## DAFTAR TUGAS
- A) Salin dengan tepat bagian teks kutipan tentang kemerdekaan dalam kemajemukan, mulai dari "Sahifah Madinah berguna" sampai dengan "ras dan agama.".
- B) Ubah "upper floor window" menjadi "upper story window" pada baris data, mulai dari baris yang memuat "Guideline: for every instance of the upper" sampai dengan baris yang memuat "<point>431,212</point>". Tuliskan hanya baris-baris tersebut, dengan semua bagian lain tetap sama.

## TEKS KUTIPAN
╭──

Sunday, August 21, 2005

Merdeka Dalam Kemajemukan

Tarikh meriwayatkan, masyarakat Islam sebelum Futuh Mekkah hidup jauh dari merdeka. Rasulullah SAW tak leluasa melaksanakan dakwah, malah harus mengabarkan Islam yang mulia dengan cara sembunyi-sembunyi. Kaum kafir Quraisy selalu merongrong kebebasan para penganut Islam dalam menjalankan perintah agama. Ada juga yang menerima perlakuan keji, sebagaimana keluarga 'Amr Bin Yasir dan sahabat Bilal. Hubungan kerabat dan famili tak ampuh sebagai pelindung mereka. Untuk jangka waktu lama para penganut Islam diasingkan, dan kaum keluarga dihalangi dari melakukan interaksi apapun dengan mereka.

Kemerdekaan bisa diecap oleh umat Islam setelah Rasulullah SAW dan sekelompok muhajirin hijrah ke Madinah. Untuk menjaga kemerdekaan masing-masing kaum di Madinah, Rasulullah SAW – kaum anshar (penduduk Madinah) dan muhajirin membuat kesepakatan yang kemudian dikenal sebagai kontrak politik Sahifah Madinah. Dalam Sahifah Madinah termaktub klausul pembentukan umat yang satu, umat yang bebas namun toleran, umat yang sepenuhnya menentukan bentuk dan corak pemerintahan.

Sahifah Madinah berguna sebagai panduan hidup bermasyarakat dalam masyarakat yang majemuk. Dalam Sahifah Madinah dianjurkan supaya bersahabat tanpa mengenal agama atau asal keturunan. Dianjurkan pula, untuk senantiasa tolong-menolong, bahu-membahu dalam kebaikan antara satu sama lain.

Asas-asas Sahifah Madinah baru bisa direalisasikan dalam kehidupan masyarakat yang merdeka. Masyarakat yang telah dibebaskan daripada belenggu penjajahan dan membentuk sebuah negara berdaulat. Negara Madinah, dengan demikian, melalui Sahifah Madinah telah membentuk satu identitas masyarakat sendiri, yaitu : masyarakat majemuk. Tidak semua negara memiliki identitas serupa, dibangun dari pelbagai karakter masyarakat atau agama. Indonesia, dalam pada ini mesti menyadari, bahwa iapun merupakan negara yang unik dalam konteks keberagaman suku, adat, ras dan agama.

╰──

(Baris data)
╭──

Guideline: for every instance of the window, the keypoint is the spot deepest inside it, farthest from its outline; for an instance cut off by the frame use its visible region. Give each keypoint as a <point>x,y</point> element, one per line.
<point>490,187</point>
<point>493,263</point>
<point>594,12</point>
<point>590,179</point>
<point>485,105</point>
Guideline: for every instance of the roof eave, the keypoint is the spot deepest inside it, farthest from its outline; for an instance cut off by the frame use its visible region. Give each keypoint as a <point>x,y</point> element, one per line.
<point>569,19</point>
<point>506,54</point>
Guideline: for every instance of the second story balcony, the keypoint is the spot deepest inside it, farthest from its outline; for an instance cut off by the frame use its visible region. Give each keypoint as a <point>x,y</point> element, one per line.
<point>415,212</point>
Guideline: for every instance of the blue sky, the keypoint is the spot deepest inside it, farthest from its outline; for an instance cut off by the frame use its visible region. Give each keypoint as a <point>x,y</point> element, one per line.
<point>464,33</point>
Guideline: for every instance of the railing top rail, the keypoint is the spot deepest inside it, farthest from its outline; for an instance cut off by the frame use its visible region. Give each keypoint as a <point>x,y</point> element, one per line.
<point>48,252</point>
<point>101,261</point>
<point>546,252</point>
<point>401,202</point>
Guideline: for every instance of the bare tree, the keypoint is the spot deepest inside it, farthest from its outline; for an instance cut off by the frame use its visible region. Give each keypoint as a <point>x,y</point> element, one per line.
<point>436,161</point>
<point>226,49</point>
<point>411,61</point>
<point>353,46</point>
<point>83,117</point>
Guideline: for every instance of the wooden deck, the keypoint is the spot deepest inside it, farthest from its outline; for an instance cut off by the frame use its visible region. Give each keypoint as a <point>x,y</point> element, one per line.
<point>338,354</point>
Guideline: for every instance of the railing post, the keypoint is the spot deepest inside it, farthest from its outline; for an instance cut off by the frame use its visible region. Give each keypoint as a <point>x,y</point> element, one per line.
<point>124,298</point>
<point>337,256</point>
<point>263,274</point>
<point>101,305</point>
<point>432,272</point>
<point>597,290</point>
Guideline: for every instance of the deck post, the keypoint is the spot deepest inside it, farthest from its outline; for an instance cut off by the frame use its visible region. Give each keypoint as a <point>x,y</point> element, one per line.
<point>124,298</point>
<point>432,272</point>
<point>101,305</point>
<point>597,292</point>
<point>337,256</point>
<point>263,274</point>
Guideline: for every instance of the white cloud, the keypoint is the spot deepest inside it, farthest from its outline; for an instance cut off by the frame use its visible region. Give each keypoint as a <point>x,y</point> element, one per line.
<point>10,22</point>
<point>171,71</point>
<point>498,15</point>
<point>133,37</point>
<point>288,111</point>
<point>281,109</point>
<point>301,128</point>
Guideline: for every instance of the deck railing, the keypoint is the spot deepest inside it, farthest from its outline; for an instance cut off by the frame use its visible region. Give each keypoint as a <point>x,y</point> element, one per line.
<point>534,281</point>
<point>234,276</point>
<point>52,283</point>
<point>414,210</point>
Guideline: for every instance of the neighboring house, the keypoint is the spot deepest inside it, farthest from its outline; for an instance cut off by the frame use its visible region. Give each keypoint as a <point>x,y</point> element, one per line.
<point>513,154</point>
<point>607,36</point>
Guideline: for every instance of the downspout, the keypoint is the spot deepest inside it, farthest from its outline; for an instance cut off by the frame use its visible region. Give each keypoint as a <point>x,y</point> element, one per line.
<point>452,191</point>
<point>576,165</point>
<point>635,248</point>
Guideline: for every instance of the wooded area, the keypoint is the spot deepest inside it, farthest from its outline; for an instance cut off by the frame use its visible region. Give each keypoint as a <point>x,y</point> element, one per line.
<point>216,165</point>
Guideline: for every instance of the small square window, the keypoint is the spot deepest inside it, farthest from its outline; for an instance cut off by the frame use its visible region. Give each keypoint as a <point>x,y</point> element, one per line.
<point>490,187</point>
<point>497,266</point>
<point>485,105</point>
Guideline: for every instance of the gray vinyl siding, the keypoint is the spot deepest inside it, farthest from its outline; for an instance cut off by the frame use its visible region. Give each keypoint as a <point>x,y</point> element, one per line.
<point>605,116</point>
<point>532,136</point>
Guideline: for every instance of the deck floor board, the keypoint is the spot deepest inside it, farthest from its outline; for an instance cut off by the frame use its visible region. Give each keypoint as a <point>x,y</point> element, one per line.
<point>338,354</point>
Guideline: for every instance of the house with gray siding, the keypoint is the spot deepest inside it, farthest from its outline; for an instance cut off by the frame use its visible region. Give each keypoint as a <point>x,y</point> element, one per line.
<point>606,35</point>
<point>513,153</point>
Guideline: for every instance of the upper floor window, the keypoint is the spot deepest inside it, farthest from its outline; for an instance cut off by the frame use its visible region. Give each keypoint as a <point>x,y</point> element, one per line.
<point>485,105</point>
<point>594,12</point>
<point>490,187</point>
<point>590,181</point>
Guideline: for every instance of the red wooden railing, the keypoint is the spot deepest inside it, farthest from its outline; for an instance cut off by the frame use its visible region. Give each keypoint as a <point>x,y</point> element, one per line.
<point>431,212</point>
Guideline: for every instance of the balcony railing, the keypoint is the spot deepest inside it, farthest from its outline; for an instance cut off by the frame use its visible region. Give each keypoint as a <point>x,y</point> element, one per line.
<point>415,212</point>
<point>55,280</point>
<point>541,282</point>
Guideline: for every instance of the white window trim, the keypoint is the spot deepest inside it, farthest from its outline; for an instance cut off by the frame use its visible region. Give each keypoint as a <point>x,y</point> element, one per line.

╰──

## JAWABAN BERURUTAN
- A)
Sahifah Madinah berguna sebagai panduan hidup bermasyarakat dalam masyarakat yang majemuk. Dalam Sahifah Madinah dianjurkan supaya bersahabat tanpa mengenal agama atau asal keturunan. Dianjurkan pula, untuk senantiasa tolong-menolong, bahu-membahu dalam kebaikan antara satu sama lain.

Asas-asas Sahifah Madinah baru bisa direalisasikan dalam kehidupan masyarakat yang merdeka. Masyarakat yang telah dibebaskan daripada belenggu penjajahan dan membentuk sebuah negara berdaulat. Negara Madinah, dengan demikian, melalui Sahifah Madinah telah membentuk satu identitas masyarakat sendiri, yaitu : masyarakat majemuk. Tidak semua negara memiliki identitas serupa, dibangun dari pelbagai karakter masyarakat atau agama. Indonesia, dalam pada ini mesti menyadari, bahwa iapun merupakan negara yang unik dalam konteks keberagaman suku, adat, ras dan agama.

- B)
Guideline: for every instance of the upper story window, the keypoint is the spot deepest inside it, farthest from its outline; for an instance cut off by the frame use its visible region. Give each keypoint as a <point>x,y</point> element, one per line.
<point>485,105</point>
<point>594,12</point>
<point>490,187</point>
<point>590,181</point>
Guideline: for every instance of the red wooden railing, the keypoint is the spot deepest inside it, farthest from its outline; for an instance cut off by the frame use its visible region. Give each keypoint as a <point>x,y</point> element, one per line.
<point>431,212</point>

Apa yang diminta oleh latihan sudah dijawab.